[[ Source material, beginning ]]

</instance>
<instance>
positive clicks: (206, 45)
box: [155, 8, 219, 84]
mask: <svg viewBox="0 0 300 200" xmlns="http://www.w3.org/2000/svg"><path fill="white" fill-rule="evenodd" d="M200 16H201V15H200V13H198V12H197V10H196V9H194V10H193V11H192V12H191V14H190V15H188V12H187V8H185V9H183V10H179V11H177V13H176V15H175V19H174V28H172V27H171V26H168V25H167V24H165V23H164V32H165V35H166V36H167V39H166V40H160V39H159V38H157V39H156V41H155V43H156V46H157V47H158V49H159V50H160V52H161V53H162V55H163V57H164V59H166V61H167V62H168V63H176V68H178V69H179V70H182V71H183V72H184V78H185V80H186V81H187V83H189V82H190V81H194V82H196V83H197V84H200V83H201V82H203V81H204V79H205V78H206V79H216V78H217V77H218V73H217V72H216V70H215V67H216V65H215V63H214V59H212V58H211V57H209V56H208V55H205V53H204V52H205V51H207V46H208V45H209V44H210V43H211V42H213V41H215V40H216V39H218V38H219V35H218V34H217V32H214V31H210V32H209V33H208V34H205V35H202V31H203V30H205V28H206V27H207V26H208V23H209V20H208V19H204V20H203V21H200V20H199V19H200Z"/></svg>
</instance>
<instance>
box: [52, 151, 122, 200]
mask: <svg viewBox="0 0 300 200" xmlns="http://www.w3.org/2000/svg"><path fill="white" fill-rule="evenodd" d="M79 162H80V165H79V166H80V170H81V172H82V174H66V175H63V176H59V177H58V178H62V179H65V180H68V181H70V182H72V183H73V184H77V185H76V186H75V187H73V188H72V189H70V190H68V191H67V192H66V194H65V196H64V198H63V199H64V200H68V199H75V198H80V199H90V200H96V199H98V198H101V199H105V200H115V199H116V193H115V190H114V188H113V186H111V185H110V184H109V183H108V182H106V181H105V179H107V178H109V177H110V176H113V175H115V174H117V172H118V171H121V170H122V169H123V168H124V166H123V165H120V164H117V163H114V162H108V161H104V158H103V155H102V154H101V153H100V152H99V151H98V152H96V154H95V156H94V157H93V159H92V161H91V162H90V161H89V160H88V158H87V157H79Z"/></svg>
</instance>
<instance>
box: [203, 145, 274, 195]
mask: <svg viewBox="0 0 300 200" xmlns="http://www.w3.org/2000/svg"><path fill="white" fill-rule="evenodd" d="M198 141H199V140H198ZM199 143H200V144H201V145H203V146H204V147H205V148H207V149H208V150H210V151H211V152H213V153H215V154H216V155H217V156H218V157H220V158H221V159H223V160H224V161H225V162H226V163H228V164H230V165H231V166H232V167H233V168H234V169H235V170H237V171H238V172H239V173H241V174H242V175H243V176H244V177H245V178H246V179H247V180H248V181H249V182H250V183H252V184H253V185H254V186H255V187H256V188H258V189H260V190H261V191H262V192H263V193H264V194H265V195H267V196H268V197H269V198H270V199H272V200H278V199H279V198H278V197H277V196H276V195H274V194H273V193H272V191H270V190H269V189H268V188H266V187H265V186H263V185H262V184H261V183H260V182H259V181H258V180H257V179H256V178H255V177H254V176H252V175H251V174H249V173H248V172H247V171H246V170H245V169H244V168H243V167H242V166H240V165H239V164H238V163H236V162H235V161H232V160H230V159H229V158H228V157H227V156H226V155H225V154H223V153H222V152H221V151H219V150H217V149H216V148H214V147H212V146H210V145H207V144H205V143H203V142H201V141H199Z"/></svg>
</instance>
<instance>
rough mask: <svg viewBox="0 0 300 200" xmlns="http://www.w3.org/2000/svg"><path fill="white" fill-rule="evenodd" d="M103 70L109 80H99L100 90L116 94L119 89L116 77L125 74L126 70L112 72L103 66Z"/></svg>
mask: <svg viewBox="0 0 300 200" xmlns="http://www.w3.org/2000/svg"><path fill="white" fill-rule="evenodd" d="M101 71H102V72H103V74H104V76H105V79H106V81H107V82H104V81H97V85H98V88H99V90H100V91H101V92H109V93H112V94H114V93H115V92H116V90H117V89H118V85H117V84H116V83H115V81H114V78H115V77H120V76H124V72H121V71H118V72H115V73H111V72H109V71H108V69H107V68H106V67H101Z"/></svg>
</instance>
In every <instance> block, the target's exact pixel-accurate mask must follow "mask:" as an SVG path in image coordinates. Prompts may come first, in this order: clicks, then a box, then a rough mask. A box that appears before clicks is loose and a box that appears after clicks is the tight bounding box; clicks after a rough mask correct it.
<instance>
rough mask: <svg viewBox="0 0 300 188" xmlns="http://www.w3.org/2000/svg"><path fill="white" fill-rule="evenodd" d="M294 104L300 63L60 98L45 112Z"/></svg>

[[ Source material, end ]]

### Problem requirements
List every line of the material above that contains the string "clicks", treating uppercase and lowercase as different.

### Task answer
positive clicks: (206, 45)
In every <instance> block, the target's exact pixel-accurate mask must follow "mask:" as an SVG path in image coordinates. Prompts may come first, in this order: clicks, then a box, then a rough mask. A box that appears before clicks is loose and a box that appears after clicks is the tight bounding box; clicks after a rough mask correct it.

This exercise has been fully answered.